[Image box annotation entries]
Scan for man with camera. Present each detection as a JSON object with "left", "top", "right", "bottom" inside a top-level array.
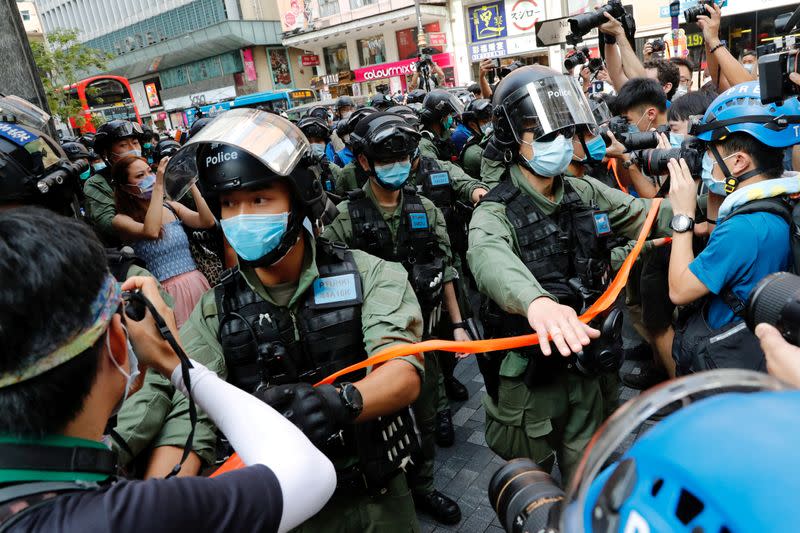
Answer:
[
  {"left": 0, "top": 208, "right": 336, "bottom": 532},
  {"left": 669, "top": 81, "right": 800, "bottom": 375},
  {"left": 467, "top": 66, "right": 671, "bottom": 479}
]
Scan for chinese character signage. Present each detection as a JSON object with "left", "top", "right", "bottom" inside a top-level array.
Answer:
[
  {"left": 468, "top": 2, "right": 507, "bottom": 43},
  {"left": 469, "top": 40, "right": 508, "bottom": 62}
]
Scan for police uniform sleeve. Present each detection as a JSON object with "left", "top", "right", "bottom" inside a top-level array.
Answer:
[
  {"left": 566, "top": 177, "right": 672, "bottom": 239},
  {"left": 352, "top": 250, "right": 423, "bottom": 374},
  {"left": 439, "top": 161, "right": 489, "bottom": 205},
  {"left": 83, "top": 175, "right": 117, "bottom": 239},
  {"left": 321, "top": 200, "right": 353, "bottom": 244},
  {"left": 420, "top": 197, "right": 458, "bottom": 283},
  {"left": 467, "top": 202, "right": 553, "bottom": 316},
  {"left": 145, "top": 289, "right": 227, "bottom": 463}
]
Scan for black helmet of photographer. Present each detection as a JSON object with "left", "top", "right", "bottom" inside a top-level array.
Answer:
[
  {"left": 406, "top": 89, "right": 428, "bottom": 104},
  {"left": 492, "top": 65, "right": 596, "bottom": 150},
  {"left": 419, "top": 89, "right": 464, "bottom": 124},
  {"left": 350, "top": 112, "right": 421, "bottom": 164},
  {"left": 369, "top": 93, "right": 397, "bottom": 111},
  {"left": 189, "top": 117, "right": 211, "bottom": 139},
  {"left": 461, "top": 98, "right": 494, "bottom": 133},
  {"left": 386, "top": 105, "right": 420, "bottom": 130},
  {"left": 297, "top": 117, "right": 331, "bottom": 143},
  {"left": 153, "top": 137, "right": 179, "bottom": 163},
  {"left": 61, "top": 141, "right": 94, "bottom": 163},
  {"left": 94, "top": 120, "right": 144, "bottom": 158}
]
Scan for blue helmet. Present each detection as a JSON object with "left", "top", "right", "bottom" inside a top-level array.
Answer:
[{"left": 691, "top": 81, "right": 800, "bottom": 148}]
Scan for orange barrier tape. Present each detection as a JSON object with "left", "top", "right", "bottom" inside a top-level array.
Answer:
[{"left": 211, "top": 198, "right": 661, "bottom": 477}]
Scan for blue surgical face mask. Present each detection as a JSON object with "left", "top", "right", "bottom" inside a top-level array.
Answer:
[
  {"left": 523, "top": 135, "right": 575, "bottom": 178},
  {"left": 220, "top": 213, "right": 289, "bottom": 261},
  {"left": 375, "top": 161, "right": 411, "bottom": 191},
  {"left": 584, "top": 135, "right": 606, "bottom": 161},
  {"left": 311, "top": 143, "right": 325, "bottom": 157},
  {"left": 106, "top": 325, "right": 140, "bottom": 416}
]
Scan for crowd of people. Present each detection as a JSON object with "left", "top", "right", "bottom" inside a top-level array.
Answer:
[{"left": 0, "top": 5, "right": 800, "bottom": 533}]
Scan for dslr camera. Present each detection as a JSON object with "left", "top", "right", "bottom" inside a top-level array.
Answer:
[
  {"left": 567, "top": 0, "right": 636, "bottom": 45},
  {"left": 683, "top": 0, "right": 715, "bottom": 24},
  {"left": 758, "top": 7, "right": 800, "bottom": 104}
]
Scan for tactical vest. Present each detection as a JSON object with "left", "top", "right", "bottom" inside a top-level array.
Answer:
[
  {"left": 214, "top": 239, "right": 366, "bottom": 392},
  {"left": 481, "top": 177, "right": 617, "bottom": 386},
  {"left": 348, "top": 187, "right": 445, "bottom": 332},
  {"left": 214, "top": 239, "right": 419, "bottom": 490}
]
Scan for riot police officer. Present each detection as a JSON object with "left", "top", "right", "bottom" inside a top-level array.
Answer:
[
  {"left": 419, "top": 89, "right": 464, "bottom": 161},
  {"left": 467, "top": 66, "right": 672, "bottom": 479},
  {"left": 83, "top": 120, "right": 144, "bottom": 246},
  {"left": 458, "top": 98, "right": 493, "bottom": 179},
  {"left": 0, "top": 95, "right": 89, "bottom": 216},
  {"left": 323, "top": 113, "right": 462, "bottom": 524},
  {"left": 162, "top": 109, "right": 423, "bottom": 532}
]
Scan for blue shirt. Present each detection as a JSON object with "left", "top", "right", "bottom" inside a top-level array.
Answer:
[
  {"left": 450, "top": 124, "right": 473, "bottom": 154},
  {"left": 689, "top": 213, "right": 792, "bottom": 329}
]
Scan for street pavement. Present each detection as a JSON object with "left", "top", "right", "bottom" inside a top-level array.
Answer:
[{"left": 418, "top": 357, "right": 639, "bottom": 533}]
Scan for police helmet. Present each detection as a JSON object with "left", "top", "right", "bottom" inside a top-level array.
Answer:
[
  {"left": 420, "top": 89, "right": 464, "bottom": 124},
  {"left": 336, "top": 96, "right": 356, "bottom": 109},
  {"left": 189, "top": 117, "right": 211, "bottom": 139},
  {"left": 406, "top": 89, "right": 428, "bottom": 104},
  {"left": 492, "top": 65, "right": 596, "bottom": 149},
  {"left": 297, "top": 117, "right": 331, "bottom": 141},
  {"left": 691, "top": 81, "right": 800, "bottom": 148},
  {"left": 386, "top": 105, "right": 420, "bottom": 129},
  {"left": 94, "top": 120, "right": 144, "bottom": 155},
  {"left": 350, "top": 112, "right": 420, "bottom": 164}
]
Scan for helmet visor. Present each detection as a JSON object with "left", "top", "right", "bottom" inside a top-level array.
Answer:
[
  {"left": 502, "top": 76, "right": 596, "bottom": 143},
  {"left": 164, "top": 108, "right": 308, "bottom": 200}
]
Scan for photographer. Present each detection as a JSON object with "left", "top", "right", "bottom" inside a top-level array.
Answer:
[
  {"left": 669, "top": 81, "right": 800, "bottom": 374},
  {"left": 0, "top": 208, "right": 335, "bottom": 532}
]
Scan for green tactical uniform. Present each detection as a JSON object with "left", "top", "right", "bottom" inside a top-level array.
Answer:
[
  {"left": 164, "top": 234, "right": 424, "bottom": 533},
  {"left": 467, "top": 165, "right": 672, "bottom": 478},
  {"left": 322, "top": 182, "right": 457, "bottom": 495}
]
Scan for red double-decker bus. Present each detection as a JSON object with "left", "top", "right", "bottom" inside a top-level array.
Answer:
[{"left": 64, "top": 75, "right": 142, "bottom": 133}]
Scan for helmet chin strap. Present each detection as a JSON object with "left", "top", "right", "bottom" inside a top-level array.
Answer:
[{"left": 708, "top": 144, "right": 761, "bottom": 194}]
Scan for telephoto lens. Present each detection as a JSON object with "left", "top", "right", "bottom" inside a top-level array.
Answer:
[
  {"left": 489, "top": 458, "right": 564, "bottom": 533},
  {"left": 745, "top": 272, "right": 800, "bottom": 346}
]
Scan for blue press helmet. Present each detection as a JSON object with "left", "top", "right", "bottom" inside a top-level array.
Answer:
[{"left": 691, "top": 81, "right": 800, "bottom": 148}]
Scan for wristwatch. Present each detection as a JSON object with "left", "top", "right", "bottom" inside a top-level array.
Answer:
[
  {"left": 669, "top": 215, "right": 694, "bottom": 233},
  {"left": 339, "top": 382, "right": 364, "bottom": 420}
]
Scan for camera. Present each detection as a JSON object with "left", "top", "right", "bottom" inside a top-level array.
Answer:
[
  {"left": 567, "top": 0, "right": 627, "bottom": 44},
  {"left": 489, "top": 459, "right": 564, "bottom": 532},
  {"left": 633, "top": 139, "right": 705, "bottom": 176},
  {"left": 683, "top": 0, "right": 714, "bottom": 24},
  {"left": 745, "top": 272, "right": 800, "bottom": 346},
  {"left": 564, "top": 47, "right": 590, "bottom": 70}
]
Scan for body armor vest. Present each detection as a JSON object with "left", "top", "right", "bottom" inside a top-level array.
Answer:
[
  {"left": 219, "top": 240, "right": 366, "bottom": 392},
  {"left": 348, "top": 187, "right": 445, "bottom": 333},
  {"left": 214, "top": 239, "right": 420, "bottom": 490}
]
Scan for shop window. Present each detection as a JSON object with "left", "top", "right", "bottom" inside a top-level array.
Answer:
[
  {"left": 358, "top": 35, "right": 386, "bottom": 67},
  {"left": 350, "top": 0, "right": 378, "bottom": 9},
  {"left": 319, "top": 0, "right": 339, "bottom": 17},
  {"left": 322, "top": 44, "right": 350, "bottom": 74}
]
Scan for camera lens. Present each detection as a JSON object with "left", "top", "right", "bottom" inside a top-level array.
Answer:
[
  {"left": 489, "top": 459, "right": 564, "bottom": 533},
  {"left": 746, "top": 272, "right": 800, "bottom": 346}
]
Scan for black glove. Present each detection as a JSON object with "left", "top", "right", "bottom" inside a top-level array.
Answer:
[{"left": 255, "top": 383, "right": 353, "bottom": 446}]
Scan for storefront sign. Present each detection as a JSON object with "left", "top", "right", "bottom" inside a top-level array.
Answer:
[
  {"left": 469, "top": 39, "right": 507, "bottom": 63},
  {"left": 506, "top": 0, "right": 545, "bottom": 35},
  {"left": 300, "top": 54, "right": 319, "bottom": 67},
  {"left": 468, "top": 2, "right": 507, "bottom": 42},
  {"left": 353, "top": 54, "right": 455, "bottom": 82},
  {"left": 242, "top": 48, "right": 258, "bottom": 81}
]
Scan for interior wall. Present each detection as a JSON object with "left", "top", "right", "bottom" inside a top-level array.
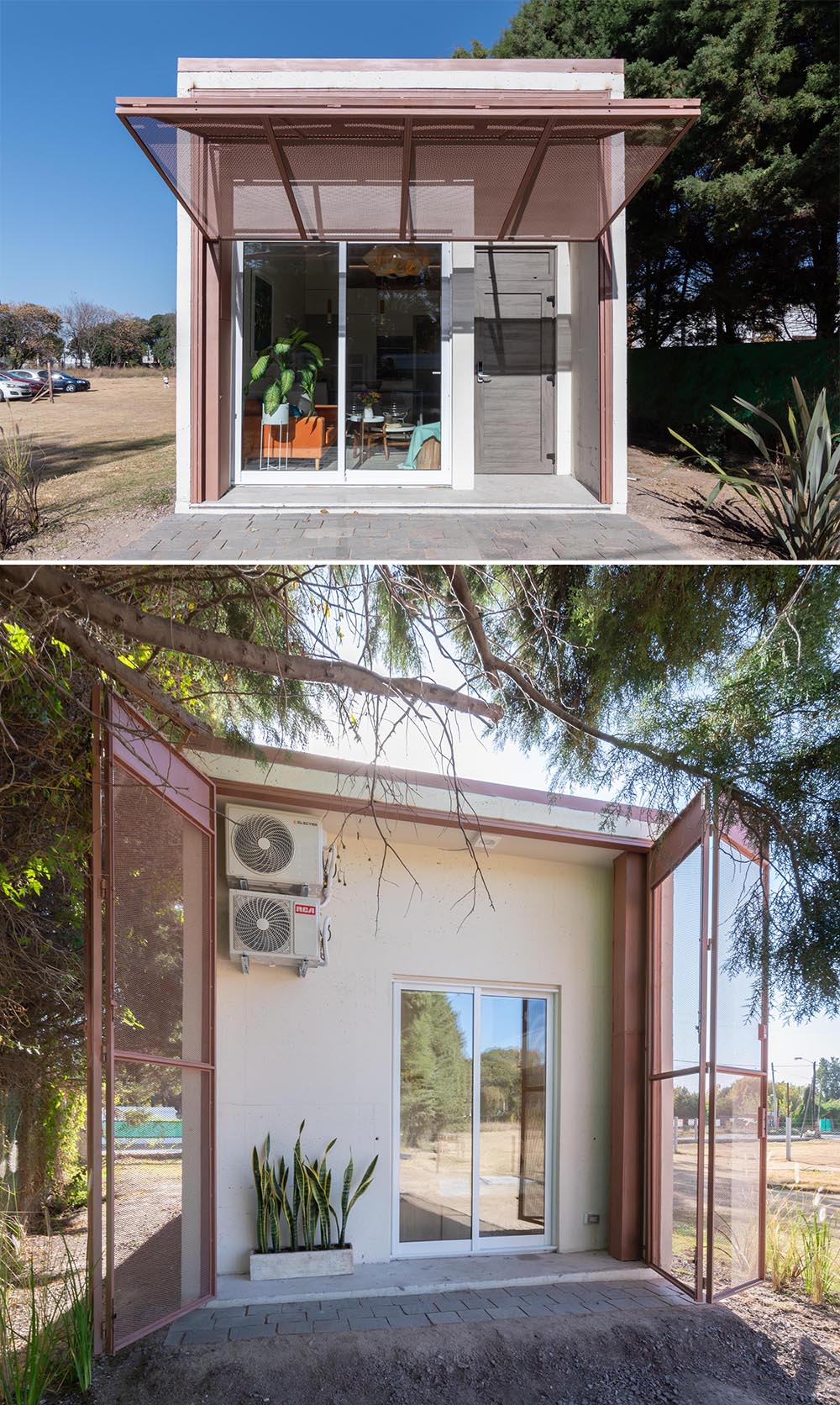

# [PROBLEM TO SOLVE]
Rewrite the entries from the line containing "Scan for storefront" through the end of the entries, shifting every coordinate in the answers up by 147. Leave the pictures out of your answer.

# [FINISHED EXERCISE]
Scan for storefront sign. Present each detection as a JSON object with "left", "top", "right", "bottom" inside a top-level array.
Answer:
[
  {"left": 616, "top": 186, "right": 654, "bottom": 210},
  {"left": 653, "top": 147, "right": 692, "bottom": 182},
  {"left": 447, "top": 201, "right": 466, "bottom": 214},
  {"left": 615, "top": 149, "right": 654, "bottom": 189},
  {"left": 500, "top": 201, "right": 602, "bottom": 229},
  {"left": 389, "top": 195, "right": 405, "bottom": 228}
]
Scan for interior wall. Present each detection as a JSON object with "left", "top", "right", "bottom" inside a top-level array.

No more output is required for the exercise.